**Textauszug**:
Kreta 1977 – Teil 12

Tatsächlich stand er mit seinem roten Simca unten auf der Hafenmole, als die Fähre in Piräus anlegte. Wir begrüßten uns herzlich, nachdem ich den Bus aus dem Bauch des Schiffes gefädelt hatte, dann fuhren wir hinter ihm her bis zum Haus seiner Eltern. Ich weiß im Moment nicht mehr, wie das Viertel heißt, wo sie wohnten, aber es war eindeutig ein „besseres Viertel“ – hier standen keine Reihenhäuser oder Mietwohnungen, sondern kleine bis größere Villen.

Das Haus von Jorgos‘ Eltern war eines der größeren. Wir drei bekamen eine kleine Einliegerwohnung mit zwei Schlafzimmern und Bad angewiesen, in der normalerweise Jorgos wohnte, er zog so lange in eines der anderen reichlich vorhandenen Zimmer – es war ja nur für eine Nacht.

Wir nutzten erst einmal die Gelegenheit, uns ausführlich der Körperpflege zu widmen, wann hatten wir denn das letzte Mal eine warme Dusche gehabt? Danach machte Yvonne mich stadtfein und Jorgos zog mit uns bis abends in seinem Auto durch Athen … unter anderem stiegen wir auch auf den Lykavittós.

Für den Abend waren wir bei den Eltern zum Essen eingeladen. Jorgos‘ Vater war Professor und das waren ja die, die auch Jahre nach Einführung der „Dimotikí“ (Volkssprache) als Amtssprache immer noch der „Katharévoussa“ verbunden waren und sie auch sprachen. Also verstand ich nicht viel von dem, was er sagte, aber als ich merkte, dass er angesichts meines in den letzten Wochen angeeigneten kretischen Tonfalls schmerzlich zusammenzuckte, machte ich mir einen Heidenspaß daraus, immer bevor ich „und“ sagte, eine kurze Pause einzulegen, und dann ein breites kretisches „tche“ hervor zu stoßen. Er zuckte wirklich jedes Mal zusammen, es schien ihm weh zu tun … eigentlich war es gemein von mir.

Auszüge aus einem Datensatz mit Ortsannotationen:
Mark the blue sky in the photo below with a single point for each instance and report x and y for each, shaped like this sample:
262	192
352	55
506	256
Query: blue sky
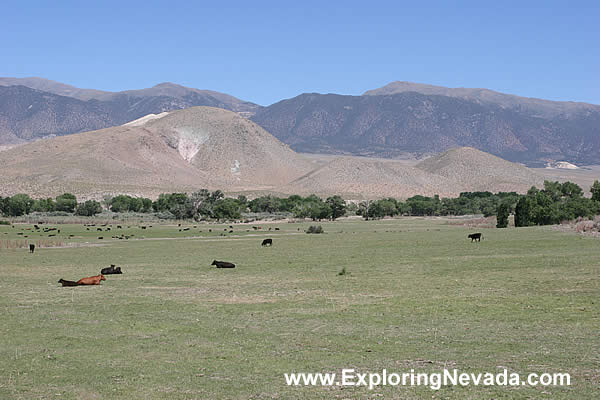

**Auszuführende Aufgaben**:
[1] Nennen Sie alle Ortsnamen, die im Reisebericht über Kreta 1977 vorkommen, die Überschrift eingeschlossen.
[2] Schreiben Sie den Abschnitt des Reiseberichts, beginnend mit „Für den Abend“ und weiter bis „gemein von mir.“, neu und setzen Sie dabei „Richter“ an die Stelle von „Professor“.

**Die Antworten**:
[1] Kreta, Piräus, Athen, Lykavittós

[2]
Für den Abend waren wir bei den Eltern zum Essen eingeladen. Jorgos‘ Vater war Richter und das waren ja die, die auch Jahre nach Einführung der „Dimotikí“ (Volkssprache) als Amtssprache immer noch der „Katharévoussa“ verbunden waren und sie auch sprachen. Also verstand ich nicht viel von dem, was er sagte, aber als ich merkte, dass er angesichts meines in den letzten Wochen angeeigneten kretischen Tonfalls schmerzlich zusammenzuckte, machte ich mir einen Heidenspaß daraus, immer bevor ich „und“ sagte, eine kurze Pause einzulegen, und dann ein breites kretisches „tche“ hervor zu stoßen. Er zuckte wirklich jedes Mal zusammen, es schien ihm weh zu tun … eigentlich war es gemein von mir.